[[ GIVEN PASSAGE open ]]
Nerve origin in the medulla

The spinal root of accessory nerve (or part) is firm in texture, and its fibers arise from the motor cells in the lateral part of the anterior column of the gray substance of the medulla spinalis as low as the fifth cervical nerve.

Passing through the lateral funiculus of the medulla spinalis, they emerge on its surface and unite to form a single trunk, which ascends between the ligamentum denticulatum and the posterior roots of the spinal nerves; enters the skull through the foramen magnum, and is then directed to the jugular foramen, through which it passes, lying in the same sheath of dura mater as the vagus, but separated from it by a fold of the arachnoid.

In the jugular foramen, it receives one or two filaments from the cranial part of the nerve, or else joins it for a short distance and then separates from it again.

As it exits from the jugular foramen, it runs backward in front of the internal jugular vein in 66.6% of cases, and behind it in 33% of cases.

The nerve then descends obliquely behind the Digastricus and Stylohyoideus to the upper part of the Sternocleidomastoideus; it pierces this muscle, and courses obliquely across the posterior triangle of the neck, to end in the deep surface of the Trapezius.

As it traverses the Sternocleidomastoideus it gives several filaments to the muscle, and joins with branches from the second cervical nerve.

In the posterior triangle it unites with the second and third cervical nerves, while beneath the Trapezius it forms a plexus with the third and fourth cervical nerves, and from this plexus fibers are distributed to the muscle.
[[ GIVEN PASSAGE closed ]]
[[ DATASET open ]]
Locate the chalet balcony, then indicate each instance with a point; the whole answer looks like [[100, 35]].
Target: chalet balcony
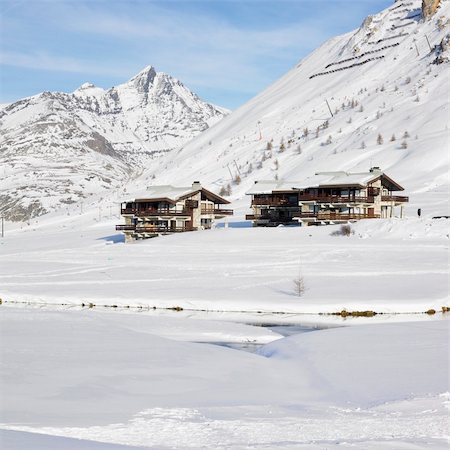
[[155, 212], [394, 198], [336, 216], [257, 217], [273, 202], [152, 229], [217, 211], [335, 199]]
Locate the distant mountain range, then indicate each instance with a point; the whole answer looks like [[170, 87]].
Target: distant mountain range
[[377, 96], [57, 148]]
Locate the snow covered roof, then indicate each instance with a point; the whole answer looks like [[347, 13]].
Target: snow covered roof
[[172, 194], [325, 179]]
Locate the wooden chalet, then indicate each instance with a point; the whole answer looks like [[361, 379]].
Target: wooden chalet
[[326, 198], [169, 209]]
[[ DATASET closed ]]
* TASKS FOR THIS EXERCISE
A. Quote the stretch of the accessory nerve passage from "Passing through the" through "from it again.".
B. Answer these questions from the accessory nerve passage:
(i) As low as which cervical nerve do the fibers of the spinal root arise?
(ii) Through which opening does the single trunk enter the skull?
(iii) Beneath the Trapezius, which cervical nerves does the nerve form a plexus with?

* TASK-BY-TASK ANSWERS
A.
Passing through the lateral funiculus of the medulla spinalis, they emerge on its surface and unite to form a single trunk, which ascends between the ligamentum denticulatum and the posterior roots of the spinal nerves; enters the skull through the foramen magnum, and is then directed to the jugular foramen, through which it passes, lying in the same sheath of dura mater as the vagus, but separated from it by a fold of the arachnoid.

In the jugular foramen, it receives one or two filaments from the cranial part of the nerve, or else joins it for a short distance and then separates from it again.

B.
(i) The fifth cervical nerve.
(ii) The foramen magnum.
(iii) The third and fourth cervical nerves.